> Excerpted text
▽

Service designed from the outside in

In the family way...

Most companies on this planet are conceived from the inside out, starting with the offering. They have some kind of service or product, in various forms, and they want you to buy it. Their entire structure exists to support the offering, and find customers that match it.

Take new car dealerships, for example. Typically, they are contractually bound to one manufacturer and sell that one manufacturer's whole range, from sports cars to people movers to citymobiles to executive saloons. The upshot - a typical car dealer has a showroom full of cars - and about one particular model which is of interest to any given customer.

It's a nightmare for the salespeople ("should I dress fashionably or conservatively?"), and it's a nightmare for the customer ("I want a cheap runabout - I'd better go and visit six different dealers...").

△

> Records shown
▽

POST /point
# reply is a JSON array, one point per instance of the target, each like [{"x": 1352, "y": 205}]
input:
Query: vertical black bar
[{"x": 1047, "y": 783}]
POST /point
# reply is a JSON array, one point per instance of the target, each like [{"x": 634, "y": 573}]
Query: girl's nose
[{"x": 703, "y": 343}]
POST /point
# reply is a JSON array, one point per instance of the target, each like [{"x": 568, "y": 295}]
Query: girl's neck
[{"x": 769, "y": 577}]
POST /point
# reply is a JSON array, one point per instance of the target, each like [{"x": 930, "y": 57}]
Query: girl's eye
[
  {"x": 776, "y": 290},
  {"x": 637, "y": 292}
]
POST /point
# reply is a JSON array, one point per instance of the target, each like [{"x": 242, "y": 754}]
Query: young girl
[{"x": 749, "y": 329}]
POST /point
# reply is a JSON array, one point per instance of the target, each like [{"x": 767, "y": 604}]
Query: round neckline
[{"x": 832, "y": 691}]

△
▽

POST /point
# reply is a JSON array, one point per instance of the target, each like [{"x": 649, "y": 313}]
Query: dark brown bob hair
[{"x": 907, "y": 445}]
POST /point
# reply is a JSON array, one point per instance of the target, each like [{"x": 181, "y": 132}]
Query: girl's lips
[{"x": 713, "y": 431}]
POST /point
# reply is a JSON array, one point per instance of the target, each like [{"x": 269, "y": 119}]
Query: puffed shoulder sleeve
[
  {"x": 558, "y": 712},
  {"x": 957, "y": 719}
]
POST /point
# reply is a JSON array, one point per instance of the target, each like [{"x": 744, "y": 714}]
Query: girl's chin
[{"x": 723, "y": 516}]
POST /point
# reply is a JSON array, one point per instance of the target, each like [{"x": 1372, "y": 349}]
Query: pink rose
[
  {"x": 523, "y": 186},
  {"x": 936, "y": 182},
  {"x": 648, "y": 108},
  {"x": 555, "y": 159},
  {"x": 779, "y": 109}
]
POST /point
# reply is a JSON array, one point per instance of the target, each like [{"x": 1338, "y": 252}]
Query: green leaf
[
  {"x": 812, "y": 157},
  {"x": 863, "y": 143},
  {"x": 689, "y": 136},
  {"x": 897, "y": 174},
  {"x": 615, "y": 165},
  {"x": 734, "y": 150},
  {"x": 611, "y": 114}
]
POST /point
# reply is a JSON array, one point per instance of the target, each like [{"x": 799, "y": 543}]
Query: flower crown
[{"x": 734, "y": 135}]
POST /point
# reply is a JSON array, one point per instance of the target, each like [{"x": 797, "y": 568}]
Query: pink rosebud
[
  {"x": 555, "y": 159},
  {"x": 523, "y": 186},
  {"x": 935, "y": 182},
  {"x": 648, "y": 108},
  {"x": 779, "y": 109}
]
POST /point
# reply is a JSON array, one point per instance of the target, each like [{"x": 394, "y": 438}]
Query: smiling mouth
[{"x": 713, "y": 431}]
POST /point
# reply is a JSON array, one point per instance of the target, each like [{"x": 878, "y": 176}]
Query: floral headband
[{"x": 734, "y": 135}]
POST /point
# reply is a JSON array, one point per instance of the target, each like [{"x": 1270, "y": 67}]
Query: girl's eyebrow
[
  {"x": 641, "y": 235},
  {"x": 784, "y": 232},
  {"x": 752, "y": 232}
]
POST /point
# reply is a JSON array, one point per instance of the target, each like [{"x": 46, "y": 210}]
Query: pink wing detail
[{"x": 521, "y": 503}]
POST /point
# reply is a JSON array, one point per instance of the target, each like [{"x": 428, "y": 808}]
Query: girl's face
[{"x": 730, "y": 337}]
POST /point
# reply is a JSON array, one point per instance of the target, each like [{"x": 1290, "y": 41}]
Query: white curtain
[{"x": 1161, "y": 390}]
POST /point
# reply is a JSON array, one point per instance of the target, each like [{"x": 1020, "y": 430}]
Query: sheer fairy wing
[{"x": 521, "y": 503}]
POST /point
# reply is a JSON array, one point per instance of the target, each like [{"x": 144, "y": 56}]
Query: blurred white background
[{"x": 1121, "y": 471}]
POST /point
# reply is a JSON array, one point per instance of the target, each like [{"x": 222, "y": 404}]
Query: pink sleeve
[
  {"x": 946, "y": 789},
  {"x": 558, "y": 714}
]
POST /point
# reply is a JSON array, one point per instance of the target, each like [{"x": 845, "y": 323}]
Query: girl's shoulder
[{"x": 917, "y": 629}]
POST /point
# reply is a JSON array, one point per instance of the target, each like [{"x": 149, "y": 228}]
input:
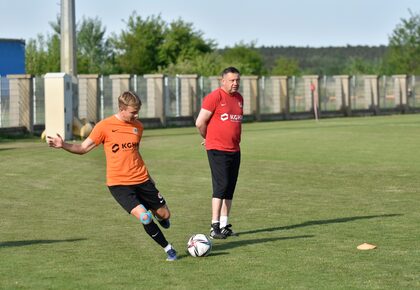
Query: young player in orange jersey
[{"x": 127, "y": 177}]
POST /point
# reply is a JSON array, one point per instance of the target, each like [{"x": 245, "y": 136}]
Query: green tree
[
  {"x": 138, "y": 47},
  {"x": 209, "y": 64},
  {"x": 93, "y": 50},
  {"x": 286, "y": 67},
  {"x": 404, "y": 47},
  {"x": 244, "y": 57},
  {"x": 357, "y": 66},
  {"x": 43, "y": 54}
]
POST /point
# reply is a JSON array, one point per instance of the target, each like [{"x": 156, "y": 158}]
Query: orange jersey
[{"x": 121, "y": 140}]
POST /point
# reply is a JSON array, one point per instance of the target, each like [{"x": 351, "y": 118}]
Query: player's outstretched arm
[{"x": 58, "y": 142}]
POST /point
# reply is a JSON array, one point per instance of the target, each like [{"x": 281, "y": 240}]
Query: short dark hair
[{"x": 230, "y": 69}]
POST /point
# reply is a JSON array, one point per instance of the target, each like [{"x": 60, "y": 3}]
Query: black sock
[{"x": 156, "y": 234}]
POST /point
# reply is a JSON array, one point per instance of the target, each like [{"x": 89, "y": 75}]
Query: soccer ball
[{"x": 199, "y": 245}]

△

> Things to do
[A] Answer these questions from the service design text, one line each:
(i) To what are new car dealerships typically bound by contract?
(ii) According to the customer's remark, what would someone wanting a cheap runabout have to do?
(iii) What does the entire structure of most companies exist to support?
[B] Continue the text on service designed from the outside in, starting after its last sentence.

> Outputs for the tasks
[A]
(i) One manufacturer.
(ii) Go and visit six different dealers.
(iii) The offering.

[B]
At familycars.de the concept is far smarter. They sell only family cars - from a bunch of different manufacturers, and out of a single showroom. The whole experience is well designed - with activities for kids, childcare, family-friendly opening times (a miracle in regimented Germany), play areas inside and out, free dvd players for those long journeys - and even family-oriented financing.

But their approach goes far beyond experience design - it is a completely customer-centric service design, from the core out. Brilliant! Terrific! And they are quite deservedly being showered with prizes...

If you think about it, it's an obvious path to success. So...

... why are there still a thousand Product Managers out there for every Customer Segment Manager?


Photo by freeparking at flickr

Make it tellable

Normal folks don't talk dpi, they tell stories

Cool new printers are like leaves in a forest these days, and it's terribly hard to make any one stand out. Even super-duper printer-fax-scanner-copiers are now serious yawn-material. But when my good buddy and colleague Markus bought himself an HP machine last week, he called me straight away to rave about one feature.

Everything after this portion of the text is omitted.